*** Block opens ***
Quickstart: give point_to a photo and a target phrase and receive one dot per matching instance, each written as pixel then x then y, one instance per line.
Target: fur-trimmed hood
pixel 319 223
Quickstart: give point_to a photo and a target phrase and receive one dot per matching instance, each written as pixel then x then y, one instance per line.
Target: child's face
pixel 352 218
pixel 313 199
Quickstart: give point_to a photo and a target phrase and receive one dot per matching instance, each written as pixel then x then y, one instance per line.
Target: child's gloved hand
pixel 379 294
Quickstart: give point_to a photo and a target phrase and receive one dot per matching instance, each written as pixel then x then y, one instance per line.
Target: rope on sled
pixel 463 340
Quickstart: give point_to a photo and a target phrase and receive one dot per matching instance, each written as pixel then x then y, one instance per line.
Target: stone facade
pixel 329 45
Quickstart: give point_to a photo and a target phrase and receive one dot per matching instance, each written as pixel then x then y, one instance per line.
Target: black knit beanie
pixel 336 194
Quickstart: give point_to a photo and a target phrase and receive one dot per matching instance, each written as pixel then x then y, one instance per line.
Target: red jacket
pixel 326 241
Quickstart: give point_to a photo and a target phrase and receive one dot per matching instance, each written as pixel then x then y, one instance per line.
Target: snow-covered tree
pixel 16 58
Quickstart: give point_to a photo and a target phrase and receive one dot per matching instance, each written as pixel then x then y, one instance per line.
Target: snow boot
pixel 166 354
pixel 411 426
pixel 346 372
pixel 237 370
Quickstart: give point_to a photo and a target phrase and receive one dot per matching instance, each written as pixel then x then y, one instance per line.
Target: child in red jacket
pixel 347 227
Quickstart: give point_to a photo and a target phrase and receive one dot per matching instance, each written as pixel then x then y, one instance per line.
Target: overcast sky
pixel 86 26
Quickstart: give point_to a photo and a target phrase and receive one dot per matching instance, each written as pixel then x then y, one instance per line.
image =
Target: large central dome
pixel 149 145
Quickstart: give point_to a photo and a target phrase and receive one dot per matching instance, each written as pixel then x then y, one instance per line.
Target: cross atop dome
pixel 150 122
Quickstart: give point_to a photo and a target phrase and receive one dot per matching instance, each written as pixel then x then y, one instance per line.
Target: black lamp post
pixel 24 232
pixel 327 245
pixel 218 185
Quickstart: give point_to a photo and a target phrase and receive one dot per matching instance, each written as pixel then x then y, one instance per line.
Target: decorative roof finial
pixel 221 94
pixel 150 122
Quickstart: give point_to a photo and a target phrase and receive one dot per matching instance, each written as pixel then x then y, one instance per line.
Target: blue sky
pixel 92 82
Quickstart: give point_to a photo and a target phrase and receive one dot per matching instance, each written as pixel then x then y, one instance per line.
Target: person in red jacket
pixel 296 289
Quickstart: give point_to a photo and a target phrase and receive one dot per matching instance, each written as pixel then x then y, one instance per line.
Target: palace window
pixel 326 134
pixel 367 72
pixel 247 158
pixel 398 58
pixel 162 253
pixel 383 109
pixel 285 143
*** Block closes ***
EXERCISE REQUIREMENTS: Set the lines down exactly as they stand, beginning at the one that contains "Target: black lamp post" and stopping after the last line of the entries above.

EXPECTED ANSWER:
Target: black lamp post
pixel 24 232
pixel 327 245
pixel 218 185
Quickstart: give point_to a photo and a target phrase and receive one dot per matching instance, each written as pixel then x then y, one instance per line.
Target: decorative roof finial
pixel 221 94
pixel 150 122
Quickstart: give point_to a photo and a target phrase and receive one dot per matching instance, each written as pixel then x then y, one instance per line.
Target: blue sky
pixel 92 82
Quickstart: give point_to a photo and a target phrase and receive one dot per matching instance, each written as pixel then x then y, one instance per line.
Target: person in red jacket
pixel 296 289
Quickstart: give point_to a photo and a target phrase and receive one dot per matching instance, each written as pixel then x then y, one instance per line.
Target: palace window
pixel 326 134
pixel 367 72
pixel 247 158
pixel 398 58
pixel 162 253
pixel 383 109
pixel 285 143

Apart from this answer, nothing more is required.